START INPUT MATERIAL

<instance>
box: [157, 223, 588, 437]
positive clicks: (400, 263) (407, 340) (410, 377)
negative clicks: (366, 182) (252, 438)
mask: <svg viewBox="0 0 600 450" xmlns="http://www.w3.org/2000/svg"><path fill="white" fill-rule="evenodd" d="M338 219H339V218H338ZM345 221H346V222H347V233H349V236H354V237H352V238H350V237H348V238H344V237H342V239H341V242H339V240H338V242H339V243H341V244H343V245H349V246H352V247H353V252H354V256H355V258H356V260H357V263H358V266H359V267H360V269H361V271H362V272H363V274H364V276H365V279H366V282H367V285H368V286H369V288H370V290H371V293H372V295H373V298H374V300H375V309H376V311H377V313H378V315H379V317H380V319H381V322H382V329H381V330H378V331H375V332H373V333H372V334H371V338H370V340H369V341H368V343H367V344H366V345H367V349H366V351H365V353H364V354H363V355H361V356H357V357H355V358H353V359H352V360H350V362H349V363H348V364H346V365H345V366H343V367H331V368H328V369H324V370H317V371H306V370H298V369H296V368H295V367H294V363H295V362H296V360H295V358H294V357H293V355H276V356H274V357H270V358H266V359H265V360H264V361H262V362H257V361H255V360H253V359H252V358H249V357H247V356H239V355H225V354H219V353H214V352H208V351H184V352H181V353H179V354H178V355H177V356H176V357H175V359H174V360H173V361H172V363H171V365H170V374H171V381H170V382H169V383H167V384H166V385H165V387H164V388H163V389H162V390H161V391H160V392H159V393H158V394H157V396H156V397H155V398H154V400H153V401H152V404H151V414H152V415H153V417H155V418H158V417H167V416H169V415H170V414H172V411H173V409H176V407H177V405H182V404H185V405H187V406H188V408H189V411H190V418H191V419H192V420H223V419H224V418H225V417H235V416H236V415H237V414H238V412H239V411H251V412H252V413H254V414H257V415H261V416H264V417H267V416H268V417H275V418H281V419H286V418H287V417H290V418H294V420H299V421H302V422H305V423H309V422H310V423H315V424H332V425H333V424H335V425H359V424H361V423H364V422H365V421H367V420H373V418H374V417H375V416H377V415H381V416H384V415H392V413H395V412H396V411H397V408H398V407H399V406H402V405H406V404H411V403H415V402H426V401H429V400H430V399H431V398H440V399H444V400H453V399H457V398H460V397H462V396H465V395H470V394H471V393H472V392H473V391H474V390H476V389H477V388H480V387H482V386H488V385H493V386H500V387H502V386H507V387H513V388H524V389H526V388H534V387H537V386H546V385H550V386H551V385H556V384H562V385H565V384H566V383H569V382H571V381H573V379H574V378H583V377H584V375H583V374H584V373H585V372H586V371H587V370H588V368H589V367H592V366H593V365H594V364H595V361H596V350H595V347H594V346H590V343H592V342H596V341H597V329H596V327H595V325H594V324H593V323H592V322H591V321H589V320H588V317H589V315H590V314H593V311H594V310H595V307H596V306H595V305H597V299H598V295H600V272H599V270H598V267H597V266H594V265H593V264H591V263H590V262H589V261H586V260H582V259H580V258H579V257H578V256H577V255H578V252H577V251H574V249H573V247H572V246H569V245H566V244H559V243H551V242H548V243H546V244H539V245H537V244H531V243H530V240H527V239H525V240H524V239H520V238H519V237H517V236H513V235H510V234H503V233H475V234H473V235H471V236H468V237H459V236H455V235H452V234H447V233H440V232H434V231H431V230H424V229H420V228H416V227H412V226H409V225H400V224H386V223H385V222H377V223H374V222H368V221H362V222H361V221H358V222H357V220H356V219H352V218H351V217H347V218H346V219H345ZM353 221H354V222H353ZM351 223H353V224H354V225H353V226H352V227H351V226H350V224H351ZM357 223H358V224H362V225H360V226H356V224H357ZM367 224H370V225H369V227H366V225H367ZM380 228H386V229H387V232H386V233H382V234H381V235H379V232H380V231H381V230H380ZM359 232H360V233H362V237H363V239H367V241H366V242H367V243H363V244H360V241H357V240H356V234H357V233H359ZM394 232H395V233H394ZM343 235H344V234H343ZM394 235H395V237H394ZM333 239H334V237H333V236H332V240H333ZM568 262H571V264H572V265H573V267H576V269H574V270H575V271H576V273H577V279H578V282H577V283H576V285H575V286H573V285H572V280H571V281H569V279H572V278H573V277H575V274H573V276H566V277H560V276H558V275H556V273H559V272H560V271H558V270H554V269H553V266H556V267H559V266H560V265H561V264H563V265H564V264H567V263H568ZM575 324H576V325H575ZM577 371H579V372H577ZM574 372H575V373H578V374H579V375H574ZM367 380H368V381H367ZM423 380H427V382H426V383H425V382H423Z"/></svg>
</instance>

END INPUT MATERIAL

PROBLEM TO SOLVE ▸ Write out the items from their first line through the line containing "negative clicks: (366, 182) (252, 438)", both ends included, with every character unchanged.

TASK RESULT ▸
<instance>
box: [157, 223, 588, 437]
positive clicks: (400, 263) (407, 340) (410, 377)
negative clicks: (366, 182) (252, 438)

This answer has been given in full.